*Required action*.
Without including any images, output the listing below exactly.
◆ ◆ ◆ ◆
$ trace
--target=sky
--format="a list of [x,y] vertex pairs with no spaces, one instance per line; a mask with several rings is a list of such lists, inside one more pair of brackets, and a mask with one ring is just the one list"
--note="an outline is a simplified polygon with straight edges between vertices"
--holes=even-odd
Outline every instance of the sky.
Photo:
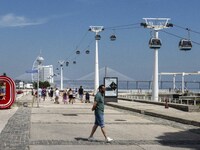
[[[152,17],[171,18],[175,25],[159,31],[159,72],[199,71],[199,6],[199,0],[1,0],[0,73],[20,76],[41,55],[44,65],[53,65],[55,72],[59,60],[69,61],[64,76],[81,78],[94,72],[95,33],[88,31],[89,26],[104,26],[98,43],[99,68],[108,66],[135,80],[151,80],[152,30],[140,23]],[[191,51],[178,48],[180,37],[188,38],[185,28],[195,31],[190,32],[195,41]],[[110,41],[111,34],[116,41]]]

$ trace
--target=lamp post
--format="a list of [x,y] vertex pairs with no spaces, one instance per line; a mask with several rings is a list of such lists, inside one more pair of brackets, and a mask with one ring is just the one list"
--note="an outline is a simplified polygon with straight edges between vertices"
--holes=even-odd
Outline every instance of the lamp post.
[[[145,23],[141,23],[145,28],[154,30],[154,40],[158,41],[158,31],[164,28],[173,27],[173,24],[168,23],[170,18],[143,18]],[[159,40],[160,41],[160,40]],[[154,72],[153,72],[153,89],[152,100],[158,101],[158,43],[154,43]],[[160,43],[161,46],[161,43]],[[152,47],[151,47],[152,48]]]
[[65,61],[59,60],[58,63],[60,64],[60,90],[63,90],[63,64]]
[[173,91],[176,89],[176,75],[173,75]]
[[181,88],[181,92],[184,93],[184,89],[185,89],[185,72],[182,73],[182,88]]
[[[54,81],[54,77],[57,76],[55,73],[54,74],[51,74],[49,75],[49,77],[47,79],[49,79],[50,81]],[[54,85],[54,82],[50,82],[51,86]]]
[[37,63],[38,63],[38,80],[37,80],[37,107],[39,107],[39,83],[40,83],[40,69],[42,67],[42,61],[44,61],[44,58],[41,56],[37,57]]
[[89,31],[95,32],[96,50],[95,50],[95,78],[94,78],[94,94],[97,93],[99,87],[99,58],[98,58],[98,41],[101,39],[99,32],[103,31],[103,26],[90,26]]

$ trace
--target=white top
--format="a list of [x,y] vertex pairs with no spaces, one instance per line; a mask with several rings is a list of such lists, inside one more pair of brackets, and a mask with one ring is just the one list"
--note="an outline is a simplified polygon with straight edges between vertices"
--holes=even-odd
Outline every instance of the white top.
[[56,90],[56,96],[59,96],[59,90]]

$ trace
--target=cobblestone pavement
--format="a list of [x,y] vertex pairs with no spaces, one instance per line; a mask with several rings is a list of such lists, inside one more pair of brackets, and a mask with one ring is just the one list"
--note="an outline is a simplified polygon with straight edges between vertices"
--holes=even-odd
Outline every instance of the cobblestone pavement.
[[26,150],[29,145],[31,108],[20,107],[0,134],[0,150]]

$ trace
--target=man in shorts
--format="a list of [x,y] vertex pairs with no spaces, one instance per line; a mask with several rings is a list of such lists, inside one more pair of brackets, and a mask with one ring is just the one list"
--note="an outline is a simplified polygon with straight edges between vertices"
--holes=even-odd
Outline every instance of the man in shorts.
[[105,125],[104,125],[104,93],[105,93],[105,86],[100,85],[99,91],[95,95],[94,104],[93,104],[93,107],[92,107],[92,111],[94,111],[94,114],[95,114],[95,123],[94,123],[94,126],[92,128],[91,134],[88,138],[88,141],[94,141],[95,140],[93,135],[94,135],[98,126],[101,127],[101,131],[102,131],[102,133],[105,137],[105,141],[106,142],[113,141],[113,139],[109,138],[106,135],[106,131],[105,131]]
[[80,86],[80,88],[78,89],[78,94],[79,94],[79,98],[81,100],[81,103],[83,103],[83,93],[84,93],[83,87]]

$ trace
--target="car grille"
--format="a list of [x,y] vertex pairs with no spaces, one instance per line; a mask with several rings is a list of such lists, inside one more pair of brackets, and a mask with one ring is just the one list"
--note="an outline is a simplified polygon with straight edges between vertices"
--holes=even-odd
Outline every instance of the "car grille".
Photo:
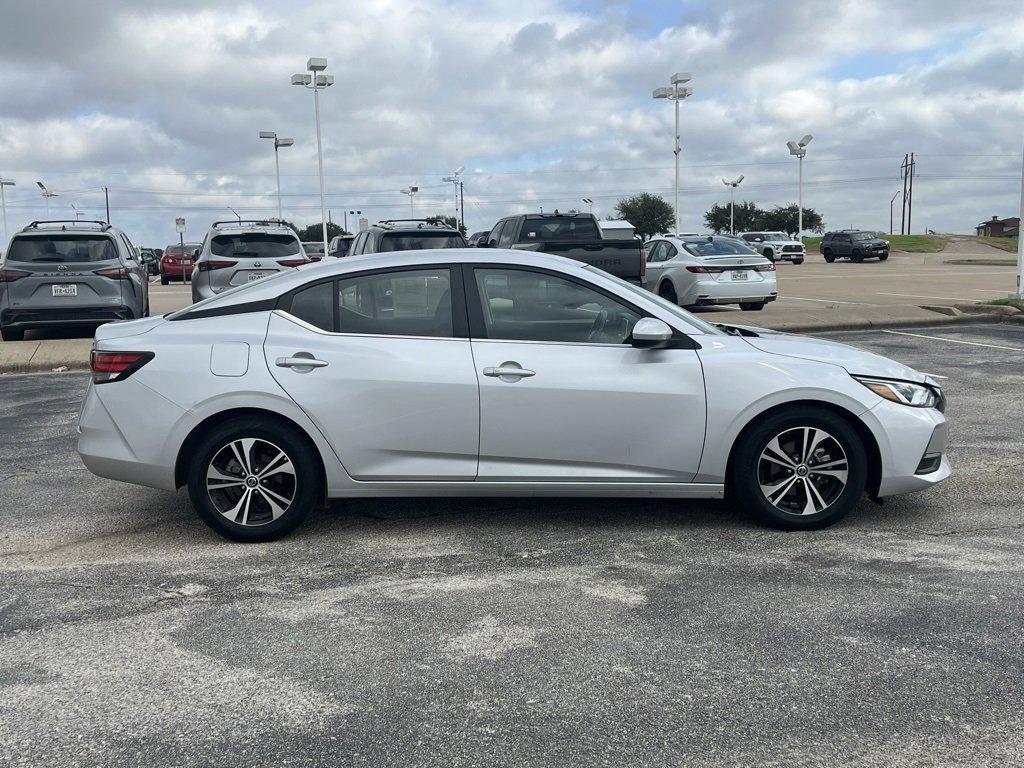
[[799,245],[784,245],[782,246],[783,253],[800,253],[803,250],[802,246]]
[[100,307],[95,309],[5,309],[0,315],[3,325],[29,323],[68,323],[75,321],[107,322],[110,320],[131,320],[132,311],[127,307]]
◆ ◆ ◆ ◆
*Reply to the exercise*.
$ trace
--target=sky
--format="a list of [x,y] vertex pairs with no spaces, one instance per line; a mask with several rings is a list of such lists, inside one more pair of brackets, and a mask with one ring is just the one list"
--note="an outline is a simplified polygon with straight edges between vertices"
--holes=even-odd
Outline every instance of the sky.
Photo:
[[[152,17],[171,18],[175,25],[159,31],[159,72],[199,71],[199,6],[199,0],[1,0],[0,73],[20,76],[41,55],[44,65],[53,65],[55,72],[59,60],[69,61],[64,76],[81,78],[94,72],[95,33],[88,31],[89,26],[104,26],[98,43],[99,68],[108,66],[135,80],[151,80],[152,30],[140,23]],[[191,51],[178,48],[180,37],[188,38],[185,28],[195,31],[190,32],[195,41]],[[110,41],[111,34],[116,41]]]

$ trace
--target=lamp post
--format="a list of [x,y] vertex pairs with no spaces, one instance per line; a mask with several rings is a list of such lists, inside one more pair of brackets, and a mask with one ring is just the one list"
--note="an outline is a simplified polygon with straight edges between vertices"
--holes=even-odd
Outline every instance of the lamp post.
[[[145,23],[141,23],[145,28],[154,30],[154,40],[158,41],[158,31],[164,28],[173,27],[173,24],[168,23],[170,18],[143,18]],[[159,40],[160,41],[160,40]],[[154,72],[153,72],[153,89],[152,100],[158,101],[158,43],[154,43]],[[160,43],[161,46],[161,43]],[[152,47],[151,47],[152,48]]]
[[65,61],[59,60],[58,63],[60,64],[60,90],[63,90],[63,64]]
[[173,91],[176,89],[176,75],[173,75]]
[[181,88],[181,92],[184,93],[184,89],[185,89],[185,72],[182,73],[182,88]]
[[[54,81],[54,77],[57,76],[55,73],[54,74],[51,74],[49,75],[49,77],[47,79],[49,79],[50,81]],[[54,85],[54,82],[50,82],[51,86]]]
[[37,63],[38,63],[38,80],[37,80],[37,107],[39,107],[39,83],[40,83],[40,69],[42,67],[42,61],[44,61],[44,58],[41,56],[37,57]]
[[89,31],[95,32],[96,50],[95,50],[95,78],[94,78],[94,94],[97,93],[99,87],[99,58],[98,58],[98,41],[101,39],[99,32],[103,31],[103,26],[90,26]]

$ trace
--target=white top
--format="a list of [x,y] vertex pairs with no spaces, one instance per line; a mask with several rings is a list of such lists, inside one more pair of brackets, and a mask with one ring is just the one list"
--note="an outline is a simplified polygon with straight edges between vertices"
--holes=even-odd
Outline every instance of the white top.
[[56,90],[56,96],[59,96],[59,90]]

$ trace
--target=cobblestone pavement
--format="a list of [x,y] vertex pairs with no spaces, one instance per line; a mask with several rings is a list of such lists, inside one more pair of brackets, and a mask with one ring is just the one list"
--note="an outline is a simplified polygon with straight edges between vertices"
--holes=even-odd
Outline every instance of the cobblestone pavement.
[[26,150],[29,145],[31,108],[20,107],[0,134],[0,150]]

$ trace
--target=man in shorts
--format="a list of [x,y] vertex pairs with no spaces, one instance per line; a mask with several rings is a list of such lists, inside one more pair of brackets, and a mask with one ring is just the one list"
--note="an outline is a simplified polygon with straight edges between vertices"
--holes=even-odd
Outline every instance of the man in shorts.
[[105,125],[104,125],[104,93],[105,93],[105,86],[100,85],[99,91],[95,95],[94,104],[93,104],[93,107],[92,107],[92,111],[94,111],[94,114],[95,114],[95,123],[94,123],[94,126],[92,128],[91,134],[88,138],[88,141],[94,141],[95,140],[93,135],[94,135],[98,126],[101,127],[101,131],[102,131],[102,133],[105,137],[105,141],[106,142],[113,141],[113,139],[109,138],[106,135],[106,131],[105,131]]
[[80,86],[80,88],[78,89],[78,94],[79,94],[79,98],[81,100],[81,103],[83,103],[83,93],[84,93],[83,87]]

$ trace
--target="car grille"
--format="a list of [x,y] vertex pairs with no spaces, one instance per line; a mask with several rings is a list of such lists, inside one more pair of brackets, and a mask with one ring is just the one list"
--note="an outline is a simplified polygon with straight edges between vertices"
--holes=even-odd
Outline every instance of the "car grille".
Photo:
[[799,245],[784,245],[782,246],[783,253],[800,253],[803,250],[802,246]]
[[100,307],[95,309],[5,309],[0,315],[3,325],[29,323],[68,323],[75,321],[107,322],[110,320],[131,320],[132,311],[127,307]]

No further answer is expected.